Task objective:
No pictures belong in the copy. Restate the rest of the data exactly.

(Stored items)
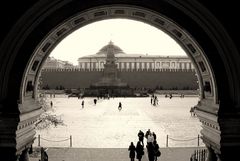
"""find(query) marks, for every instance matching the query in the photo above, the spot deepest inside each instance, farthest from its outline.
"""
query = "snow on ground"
(103, 126)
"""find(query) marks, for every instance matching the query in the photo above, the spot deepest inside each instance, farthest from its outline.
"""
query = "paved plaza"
(103, 126)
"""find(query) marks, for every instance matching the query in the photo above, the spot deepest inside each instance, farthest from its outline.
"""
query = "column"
(24, 156)
(211, 155)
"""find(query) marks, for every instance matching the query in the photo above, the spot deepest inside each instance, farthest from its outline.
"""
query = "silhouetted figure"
(44, 155)
(141, 136)
(95, 101)
(157, 152)
(154, 136)
(192, 111)
(147, 133)
(131, 150)
(150, 138)
(139, 150)
(83, 104)
(150, 150)
(120, 106)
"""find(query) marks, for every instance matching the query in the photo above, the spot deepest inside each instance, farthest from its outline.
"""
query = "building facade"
(169, 72)
(134, 61)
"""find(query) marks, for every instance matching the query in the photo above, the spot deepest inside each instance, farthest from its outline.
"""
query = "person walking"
(120, 106)
(139, 150)
(141, 137)
(82, 103)
(154, 136)
(150, 138)
(147, 133)
(157, 152)
(132, 150)
(150, 150)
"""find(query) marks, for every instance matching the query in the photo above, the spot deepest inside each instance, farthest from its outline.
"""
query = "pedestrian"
(150, 138)
(139, 150)
(192, 111)
(82, 103)
(95, 101)
(154, 136)
(120, 106)
(44, 155)
(150, 150)
(147, 133)
(141, 137)
(157, 152)
(132, 150)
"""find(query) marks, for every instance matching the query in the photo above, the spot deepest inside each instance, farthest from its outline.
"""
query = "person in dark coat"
(157, 152)
(154, 136)
(150, 150)
(132, 150)
(120, 106)
(83, 104)
(141, 137)
(139, 150)
(147, 133)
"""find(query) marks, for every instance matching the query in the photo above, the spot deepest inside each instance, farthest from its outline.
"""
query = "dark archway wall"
(26, 23)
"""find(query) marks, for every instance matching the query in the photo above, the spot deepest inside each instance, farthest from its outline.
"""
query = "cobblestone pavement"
(103, 126)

Task result:
"""find(query) marks, for every instance matching the query in the photo above, the spot deepest inside each instance, farthest from its outline.
"""
query = "snow on ground"
(103, 126)
"""find(query) marks, for every instance matching the query in the photo above, the spot deepest inside each instance, farthest from its outline.
"""
query = "paved plaza"
(103, 126)
"""find(query) marks, for every instance matching the query in the photo above, the spot deepest inside each instance, farthest from its outline.
"""
query = "column"
(24, 156)
(211, 155)
"""find(query) marks, for every instance matching the query in the photo above, the spot deepest inside each instance, farthest from its outline.
"""
query = "silhouetted figure"
(44, 155)
(141, 136)
(95, 101)
(157, 152)
(154, 136)
(192, 111)
(147, 133)
(131, 150)
(150, 138)
(139, 150)
(83, 104)
(150, 150)
(120, 106)
"""find(query) marks, for every instance matching the query in the photo above, the spot deepest inside each instance, farthest from its outline.
"""
query = "building facade"
(169, 72)
(134, 61)
"""find(query) marks, for every instance matching the query in the photo above, the spot deepest inside each instance, farthest from its outline.
"""
query = "person walking"
(120, 106)
(139, 150)
(141, 137)
(82, 103)
(154, 136)
(150, 138)
(147, 133)
(157, 152)
(132, 150)
(150, 150)
"""find(query) marks, for every instance matching the query in the photo above, the spot deepest inside each instance, farthest from its outline.
"""
query = "pedestrian"
(150, 138)
(139, 150)
(192, 111)
(82, 103)
(95, 101)
(154, 136)
(120, 106)
(44, 155)
(150, 150)
(147, 133)
(141, 137)
(157, 152)
(132, 150)
"""find(query) marks, for every instance matching the query in the photo above, the spot deepest inside each instance, farthest from its outline.
"""
query = "person in dark coat"
(157, 152)
(154, 136)
(150, 150)
(132, 150)
(120, 106)
(83, 104)
(141, 137)
(139, 150)
(147, 133)
"""find(query) marks, for every instance matching the query in the photo above, the spot deepest inside each instance, farthest from its outline.
"""
query = "dark archway wall"
(26, 23)
"""find(query) marks, for every instance matching the query in the photo above, the spot deepest inside each instance, farthest from its outline.
"""
query = "cobblestone pavement"
(103, 126)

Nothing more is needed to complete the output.